Made In London
“Your bomber jackets and trench coats will be ready for pickup at 11:00. They will fit at the back of your car or I can drop them off if you like”, said Alex, the manager of our factory at East London. Two hours later, the jackets were quality checked back at our studio shop and the pre-orders were posted same day to Manchester, London and New York. It took less than 2 weeks to produce our mens bombers and womens trench coats at this factory where craftsmanship, efficiency and access to some of the best tailors and machinists meets premium material and British-inspired heritage designs.
British manufacturers offer short lead times, cost savings on both transportation and production minimums, proximity to manufacturing facilities and quality control for the designer from beginning to end. There is, however, a challenge there. Today, only 8% of the clothes we wear are made in the UK, for the simple reason that there are not many factories left in the UK to begin with. A direct result of gradual manufacturing outsourcing to lower cost countries since the late 1980s, where there are obvious commercial benefits and great factories championing sustainability, working conditions and efficiency. And they are mostly cheaper than the UK. But cost is only a third of the issue.
"At King & Tuckfield we take a different approach. We start with the UK, because we know English factories have some of the best skills".
Imagine a triangle with Fast, Cheap and Good on each point of the triangle. If you want something fast and cheap, it will not be good. If you want something good and cheap, it will not be fast. And if you want something good and fast, it will not be cheap. The mistake a lot of brands make is wanting fast, cheap and good. What we know from years of sourcing material and factories from all over the world, is that such thing is not achievable. Not even realistic. Any factory in the world when asked to make something good, will always spend time making it and this is not going to be cheap. Maybe cheap-er if you make it outside the UK, but not cheap per se.
We take a different approach. We start with the UK, because we know English factories have some of the best skills. A history of tailoring from the 19th century and a number of manufacturing facilities across the UK established in the 50s, 60s, 70s and 80s, might be nascent but not lost. There is a pool of craftsmen that emigrated from Egypt, Greece, Bangladesh, Turkey - countries with a rich heritage in garment making - in order to settle in English factories years ago. These craftsmen didn't just bring their suitcases along, they brought knowledge in handling tricky fabrics and industrial-size machines.
We seek out these factories (far and few in between admittedly) and we spend time together before the first stitch goes through. For use of a better word this is a DNA-matching stage, between the factory and King & Tuckfield. Do they get our brand story? Do we get their expertise? Is sustainability on their agenda? Do they take pride on what they deliver? No style in our collection is the same as the next one and sometimes we sit with the machinist, change settings or even whole machines (like the riveting machine) and run tests until both us and the factory are happy.

### Work order
Could you reproduce the part of the Made In London piece starting with "Imagine a triangle" and going on through "cheap per se.", word for word? Draw on nothing but the text above.

### Listed entries
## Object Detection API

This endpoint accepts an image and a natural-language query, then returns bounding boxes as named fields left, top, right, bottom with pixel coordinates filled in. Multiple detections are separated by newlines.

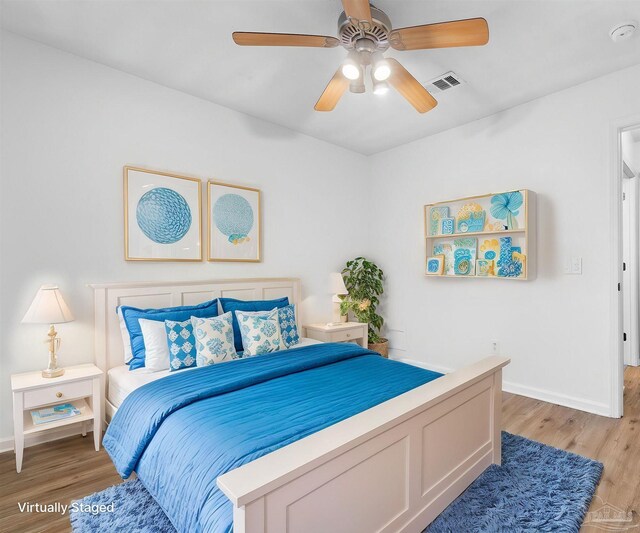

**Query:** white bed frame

left=91, top=278, right=509, bottom=533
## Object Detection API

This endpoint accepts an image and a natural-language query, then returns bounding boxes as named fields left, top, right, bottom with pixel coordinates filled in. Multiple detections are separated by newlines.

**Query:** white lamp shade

left=329, top=272, right=349, bottom=295
left=22, top=285, right=73, bottom=324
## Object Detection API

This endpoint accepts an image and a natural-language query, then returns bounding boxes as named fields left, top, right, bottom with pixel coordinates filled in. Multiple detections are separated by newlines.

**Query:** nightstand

left=11, top=364, right=102, bottom=472
left=303, top=322, right=369, bottom=348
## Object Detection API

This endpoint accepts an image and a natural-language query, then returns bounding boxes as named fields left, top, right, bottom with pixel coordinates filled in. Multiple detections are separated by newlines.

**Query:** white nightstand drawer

left=24, top=380, right=93, bottom=409
left=330, top=329, right=362, bottom=342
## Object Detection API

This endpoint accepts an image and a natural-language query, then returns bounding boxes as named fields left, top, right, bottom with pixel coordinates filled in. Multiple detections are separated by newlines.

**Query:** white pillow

left=236, top=309, right=286, bottom=357
left=118, top=307, right=133, bottom=364
left=191, top=311, right=240, bottom=366
left=138, top=318, right=169, bottom=372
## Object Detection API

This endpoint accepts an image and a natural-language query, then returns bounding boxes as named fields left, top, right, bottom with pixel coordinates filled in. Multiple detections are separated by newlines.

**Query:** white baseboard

left=395, top=357, right=611, bottom=417
left=0, top=423, right=93, bottom=453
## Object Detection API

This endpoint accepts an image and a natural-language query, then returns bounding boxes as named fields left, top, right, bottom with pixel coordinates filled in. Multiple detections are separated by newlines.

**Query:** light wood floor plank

left=0, top=368, right=640, bottom=533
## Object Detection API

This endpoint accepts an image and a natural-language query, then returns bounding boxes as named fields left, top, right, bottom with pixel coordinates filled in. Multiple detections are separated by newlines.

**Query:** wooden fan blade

left=232, top=31, right=340, bottom=48
left=386, top=58, right=438, bottom=113
left=314, top=68, right=349, bottom=111
left=389, top=18, right=489, bottom=50
left=342, top=0, right=372, bottom=24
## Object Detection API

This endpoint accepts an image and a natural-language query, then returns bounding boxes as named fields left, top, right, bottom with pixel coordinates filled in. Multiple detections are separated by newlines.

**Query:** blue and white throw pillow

left=191, top=312, right=240, bottom=366
left=278, top=304, right=300, bottom=348
left=236, top=309, right=285, bottom=357
left=164, top=319, right=196, bottom=371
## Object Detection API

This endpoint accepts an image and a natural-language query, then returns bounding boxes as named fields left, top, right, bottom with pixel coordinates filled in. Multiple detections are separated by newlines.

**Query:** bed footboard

left=217, top=356, right=509, bottom=533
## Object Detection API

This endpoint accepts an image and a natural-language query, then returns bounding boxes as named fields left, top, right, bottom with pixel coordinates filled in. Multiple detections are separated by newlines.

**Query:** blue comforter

left=103, top=344, right=441, bottom=533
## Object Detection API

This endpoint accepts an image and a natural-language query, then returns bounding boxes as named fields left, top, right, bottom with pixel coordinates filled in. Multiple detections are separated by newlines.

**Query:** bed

left=107, top=337, right=320, bottom=408
left=92, top=278, right=509, bottom=533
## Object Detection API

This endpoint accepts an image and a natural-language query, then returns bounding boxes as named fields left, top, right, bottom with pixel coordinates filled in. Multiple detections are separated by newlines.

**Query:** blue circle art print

left=213, top=194, right=253, bottom=244
left=136, top=187, right=191, bottom=244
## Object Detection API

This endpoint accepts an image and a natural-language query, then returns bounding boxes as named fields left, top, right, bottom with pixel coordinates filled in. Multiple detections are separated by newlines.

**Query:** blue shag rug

left=71, top=432, right=602, bottom=533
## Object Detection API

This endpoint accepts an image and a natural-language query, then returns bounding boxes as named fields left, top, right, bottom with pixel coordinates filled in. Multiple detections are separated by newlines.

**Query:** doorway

left=620, top=130, right=640, bottom=366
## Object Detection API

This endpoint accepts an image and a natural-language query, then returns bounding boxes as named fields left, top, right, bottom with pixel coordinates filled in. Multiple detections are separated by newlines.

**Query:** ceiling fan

left=233, top=0, right=489, bottom=113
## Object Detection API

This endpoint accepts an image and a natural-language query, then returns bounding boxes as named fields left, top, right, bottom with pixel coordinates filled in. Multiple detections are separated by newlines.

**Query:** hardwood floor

left=0, top=368, right=640, bottom=533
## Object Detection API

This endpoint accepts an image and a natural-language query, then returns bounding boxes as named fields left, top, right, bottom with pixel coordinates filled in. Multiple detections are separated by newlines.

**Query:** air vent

left=425, top=72, right=464, bottom=92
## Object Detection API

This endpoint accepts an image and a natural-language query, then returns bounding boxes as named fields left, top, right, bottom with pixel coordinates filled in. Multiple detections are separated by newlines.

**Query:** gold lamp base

left=42, top=368, right=64, bottom=378
left=42, top=324, right=64, bottom=378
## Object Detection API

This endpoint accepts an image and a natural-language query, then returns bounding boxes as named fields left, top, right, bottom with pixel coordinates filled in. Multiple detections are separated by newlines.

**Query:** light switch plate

left=564, top=257, right=582, bottom=275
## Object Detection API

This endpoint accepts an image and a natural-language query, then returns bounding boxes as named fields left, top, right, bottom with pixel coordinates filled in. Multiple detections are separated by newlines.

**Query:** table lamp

left=22, top=285, right=73, bottom=378
left=327, top=272, right=349, bottom=326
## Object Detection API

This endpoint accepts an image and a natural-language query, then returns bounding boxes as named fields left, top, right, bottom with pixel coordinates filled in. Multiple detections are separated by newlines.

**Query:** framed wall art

left=124, top=166, right=203, bottom=261
left=207, top=181, right=261, bottom=262
left=424, top=189, right=536, bottom=280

### Response
Imagine a triangle with Fast, Cheap and Good on each point of the triangle. If you want something fast and cheap, it will not be good. If you want something good and cheap, it will not be fast. And if you want something good and fast, it will not be cheap. The mistake a lot of brands make is wanting fast, cheap and good. What we know from years of sourcing material and factories from all over the world, is that such thing is not achievable. Not even realistic. Any factory in the world when asked to make something good, will always spend time making it and this is not going to be cheap. Maybe cheap-er if you make it outside the UK, but not cheap per se.